DIRECTIVE: Render each line of the entries below as a JSON list of strings, one string per line, with blank lines omitted. Leave the pictures out of your answer.

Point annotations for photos
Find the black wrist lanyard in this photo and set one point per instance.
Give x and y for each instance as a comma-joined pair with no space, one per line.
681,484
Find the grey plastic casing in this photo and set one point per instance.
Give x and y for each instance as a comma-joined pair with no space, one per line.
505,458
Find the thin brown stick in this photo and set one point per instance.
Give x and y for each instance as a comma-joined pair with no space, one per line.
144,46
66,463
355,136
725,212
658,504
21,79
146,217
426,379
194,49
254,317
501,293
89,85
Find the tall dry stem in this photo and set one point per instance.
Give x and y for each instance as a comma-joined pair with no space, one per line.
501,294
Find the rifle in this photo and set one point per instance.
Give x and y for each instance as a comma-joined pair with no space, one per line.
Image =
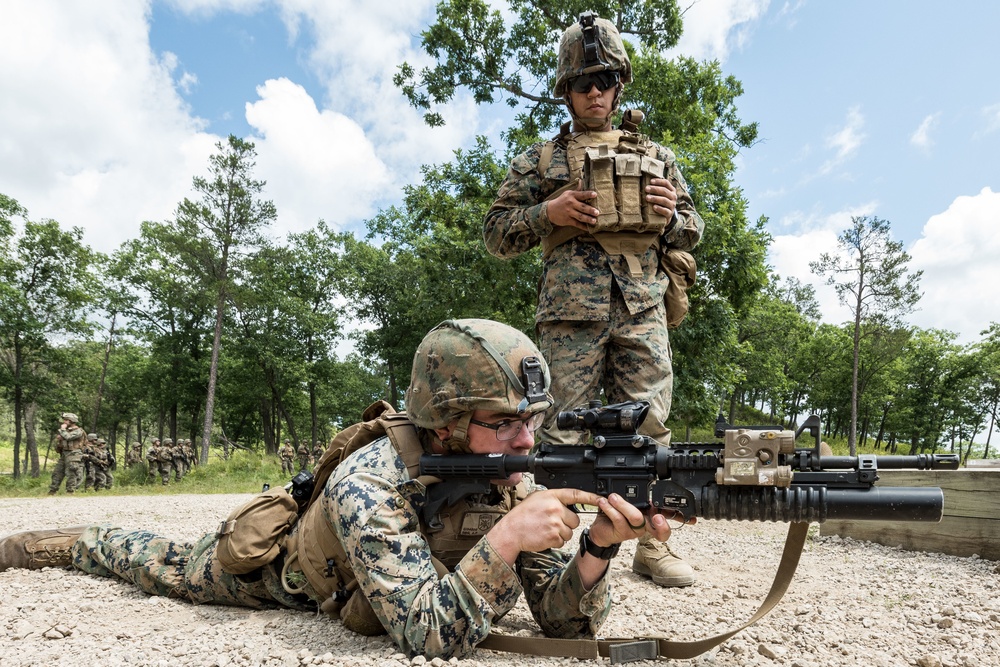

SOLUTION TO THIS TASK:
[
  "Find the black wrist lanyard in this photo and set one point per instance.",
  "Give x and y for each instance as a comma-joined pair with no space, one per line.",
  "681,484",
  "Find the grey plastic casing in this photo and set one point per instance.",
  "Give x and y for each instance as a comma-joined pair with no space, one per line.",
  "505,458",
  "Find the thin brown stick in this photo and set one point per instance.",
  "Give x and y for each instance as a comma-joined pair with no space, one per line.",
  "144,46",
  "66,463",
  "355,136",
  "725,212",
  "658,504",
  "21,79",
  "146,217",
  "426,379",
  "194,49",
  "254,317",
  "501,293",
  "89,85",
  "Find the tall dry stem in this photo and set one point per instance.",
  "Give x and y for each instance as a comma-joined pair with no space, one per line.",
  "501,294",
  "Find the rifle in this photo and set one point per instance.",
  "Give x and y for each instance as a comma-joined pair with no space, one per line.",
  "Image ="
]